**Document extract**

Search

WO-2026096774-A1 - HIGH-GRADIENT MAGNETIC FIELD FOR SUSTAINABLE TRANSITION METAL SEPARATION AND RECOVERY

WO2026096774A1WO 2026096774 A1WO2026096774 A1WO 2026096774A1WO-2026096774-A1

Abstract

Systems and methods are provided for the transport and separation of transition metal solutes using magnetic fields. A high-gradient magnetic field can be generated between the flat-faced poles of an electromagnet. The magnetic separation process can be enhanced by the aggregation of paramagnetic metal solutes into clusters, which are predicted to be two orders of magnitude larger than individual solute units.

Inventors

  • MOHAMMADIGOUSHKI, Hadi
  • HUMAYUN, Munir
  • SIEGRIST, THEO

Assignees

  • FLORIDA STATE UNIVERSITY RESEARCH FOUNDATION, INC.

Dates

Publication Date
20260507
Application Date
20251030
Priority Date
20241030

Claims (20)

  1. 1. A method for separating metal solutes out of a solution, the method comprising: flowing the solution through a container that comprises a filter; applying a magnetic field to the container while the solution flows through the container, wherein at least one paramagnetic solute from the solution is captured on the filter; deactivating the magnetic field; and collecting the at least one paramagnetic solute from the filter.
  2. 2. The method according to claim 1, wherein the magnetic field is a high-gradient magnetic field.
  3. 3. The method according to any of claims 1-2, wherein the container is a separation column.

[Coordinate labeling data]
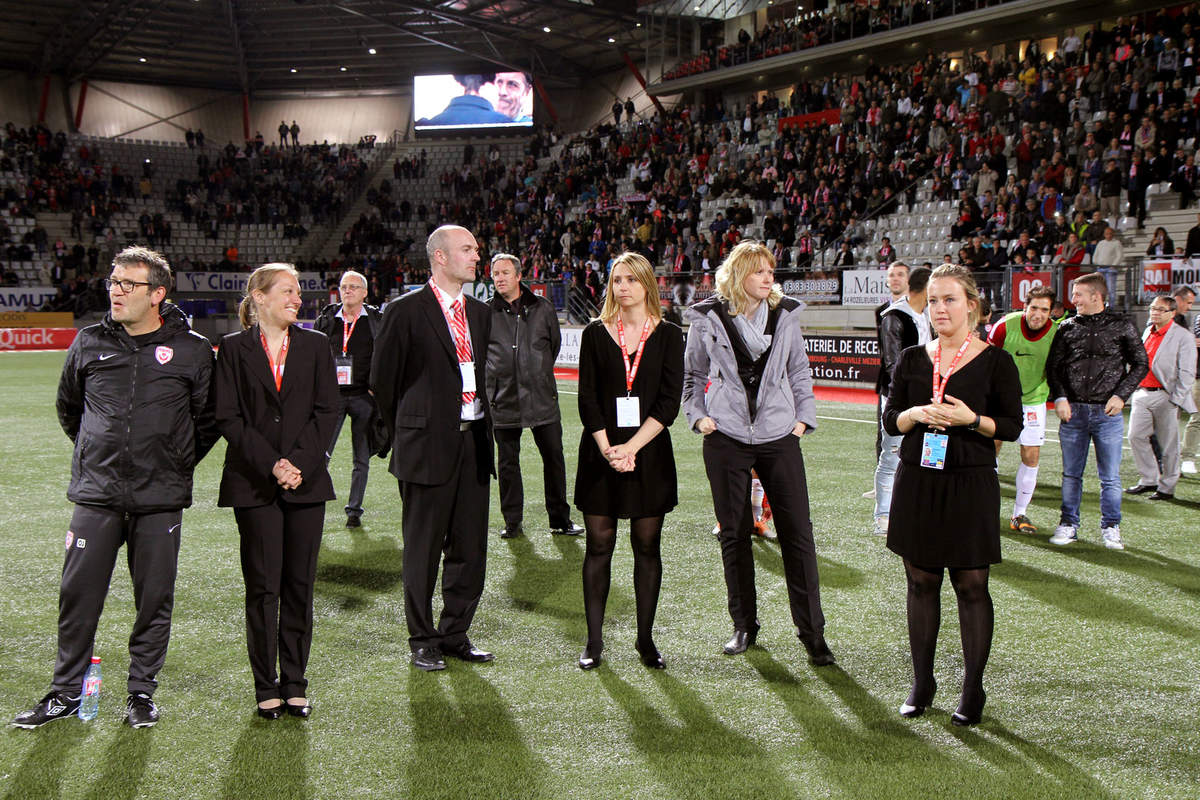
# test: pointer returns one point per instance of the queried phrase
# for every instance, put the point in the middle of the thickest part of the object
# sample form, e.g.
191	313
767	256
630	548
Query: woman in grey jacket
748	390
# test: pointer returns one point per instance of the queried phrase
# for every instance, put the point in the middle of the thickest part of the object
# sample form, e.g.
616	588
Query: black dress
651	489
951	517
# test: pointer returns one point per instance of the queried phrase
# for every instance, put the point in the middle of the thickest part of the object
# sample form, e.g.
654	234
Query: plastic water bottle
90	702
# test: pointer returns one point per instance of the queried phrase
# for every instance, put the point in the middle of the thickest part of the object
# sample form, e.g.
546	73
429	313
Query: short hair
508	257
1038	293
352	274
963	275
261	280
151	259
731	275
1095	282
918	278
645	275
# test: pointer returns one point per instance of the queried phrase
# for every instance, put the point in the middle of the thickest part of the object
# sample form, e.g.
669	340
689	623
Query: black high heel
916	705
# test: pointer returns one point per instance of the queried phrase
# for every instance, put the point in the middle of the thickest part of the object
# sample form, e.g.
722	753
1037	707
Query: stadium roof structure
316	46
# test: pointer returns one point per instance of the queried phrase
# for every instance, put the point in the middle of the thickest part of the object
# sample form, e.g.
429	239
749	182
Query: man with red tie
427	377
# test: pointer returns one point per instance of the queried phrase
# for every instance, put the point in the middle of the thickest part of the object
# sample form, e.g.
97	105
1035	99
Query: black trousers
95	536
549	439
280	542
447	524
780	467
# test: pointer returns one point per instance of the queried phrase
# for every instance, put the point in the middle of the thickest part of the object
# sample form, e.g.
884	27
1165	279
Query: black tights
645	534
976	621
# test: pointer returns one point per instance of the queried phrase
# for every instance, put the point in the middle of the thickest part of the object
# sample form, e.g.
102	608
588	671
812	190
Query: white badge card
933	450
468	376
629	413
345	371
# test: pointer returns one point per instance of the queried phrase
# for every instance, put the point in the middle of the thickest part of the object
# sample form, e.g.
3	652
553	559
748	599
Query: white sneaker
1111	536
1066	535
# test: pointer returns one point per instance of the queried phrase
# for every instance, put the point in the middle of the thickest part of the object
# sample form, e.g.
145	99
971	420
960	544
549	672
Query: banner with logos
864	287
853	359
36	338
22	298
235	282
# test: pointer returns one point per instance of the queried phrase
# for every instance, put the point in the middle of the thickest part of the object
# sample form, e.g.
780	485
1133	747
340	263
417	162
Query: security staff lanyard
629	413
276	366
933	447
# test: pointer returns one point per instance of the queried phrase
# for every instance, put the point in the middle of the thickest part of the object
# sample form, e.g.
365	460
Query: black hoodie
138	411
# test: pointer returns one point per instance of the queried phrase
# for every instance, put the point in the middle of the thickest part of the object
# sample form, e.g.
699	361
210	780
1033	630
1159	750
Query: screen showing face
468	101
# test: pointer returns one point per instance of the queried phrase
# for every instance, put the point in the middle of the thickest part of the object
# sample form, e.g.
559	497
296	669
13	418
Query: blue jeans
1089	423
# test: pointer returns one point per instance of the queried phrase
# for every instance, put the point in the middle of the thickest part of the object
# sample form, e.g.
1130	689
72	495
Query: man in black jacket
522	391
135	398
353	346
1095	365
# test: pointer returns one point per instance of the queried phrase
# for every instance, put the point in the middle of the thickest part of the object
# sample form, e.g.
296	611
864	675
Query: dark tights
976	623
645	535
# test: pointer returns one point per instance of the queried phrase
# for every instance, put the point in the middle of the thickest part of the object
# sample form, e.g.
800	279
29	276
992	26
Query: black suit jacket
263	425
418	386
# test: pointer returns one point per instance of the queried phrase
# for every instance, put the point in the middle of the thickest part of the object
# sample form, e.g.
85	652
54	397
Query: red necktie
461	343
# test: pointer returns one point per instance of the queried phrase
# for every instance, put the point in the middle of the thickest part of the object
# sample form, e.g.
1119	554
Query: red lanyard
276	368
348	331
631	368
939	384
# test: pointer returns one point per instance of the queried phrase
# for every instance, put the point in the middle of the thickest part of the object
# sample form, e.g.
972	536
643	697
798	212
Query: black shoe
55	705
741	642
468	651
273	713
917	704
591	657
651	656
298	710
429	659
819	651
970	710
141	711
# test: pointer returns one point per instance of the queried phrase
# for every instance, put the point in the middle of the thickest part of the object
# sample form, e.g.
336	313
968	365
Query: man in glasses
135	398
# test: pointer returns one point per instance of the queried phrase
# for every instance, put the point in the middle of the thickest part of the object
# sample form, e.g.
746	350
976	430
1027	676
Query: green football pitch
1093	685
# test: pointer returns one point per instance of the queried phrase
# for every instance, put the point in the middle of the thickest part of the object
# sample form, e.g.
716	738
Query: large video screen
492	100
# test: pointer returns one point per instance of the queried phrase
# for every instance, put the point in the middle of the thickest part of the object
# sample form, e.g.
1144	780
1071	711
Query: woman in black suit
276	405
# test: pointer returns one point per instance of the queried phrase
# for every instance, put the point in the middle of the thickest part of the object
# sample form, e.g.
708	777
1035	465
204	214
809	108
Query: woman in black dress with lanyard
630	383
951	400
276	404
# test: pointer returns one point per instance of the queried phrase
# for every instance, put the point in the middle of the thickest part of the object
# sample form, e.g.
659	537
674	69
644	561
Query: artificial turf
1092	685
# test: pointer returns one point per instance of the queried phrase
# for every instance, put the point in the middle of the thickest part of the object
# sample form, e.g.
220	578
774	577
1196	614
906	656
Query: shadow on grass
471	745
125	763
695	756
1085	600
269	762
40	774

**Tasks to perform**
A - In the magnetic separation patent page, how much larger than individual solute units are the predicted clusters of paramagnetic metal solutes?
B - Carry on the magnetic separation patent page from the end of its third claim.

**In response**
A - They are predicted to be two orders of magnitude larger.

B -
  4. 4. The method according to any of claims 1-3, wherein the solution comprises at least one diamagnetic solute.
  5. 5. The method according to claim 4, wherein the at least one diamagnetic solute is not captured on the filter.
  6. 6. The method according to any of claims 1-5, wherein the filter is a metal filter.
  7. 7. The method according to any of claims 1-6, wherein the filter is a magnetic mesh wool.
  8. 8. The method according to any of claims 1-7, wherein the filter is a stainless steel filter.
  9. 9. The method according to any of claims 1-8, wherein the flowing of the solution through the container comprises using a pump to flow the solution through the container.
  10. 10. The method according to claim 9, wherein the pump is a peristaltic pump.
  11. 11. The method according to any of claims 1-10, wherein a final concentration of the at least one paramagnetic solute in the solution after deactivating the magnetic field is no more than 90% of an initial concentration of the at least one paramagnetic solute in the solution before applying the magnetic field to the container.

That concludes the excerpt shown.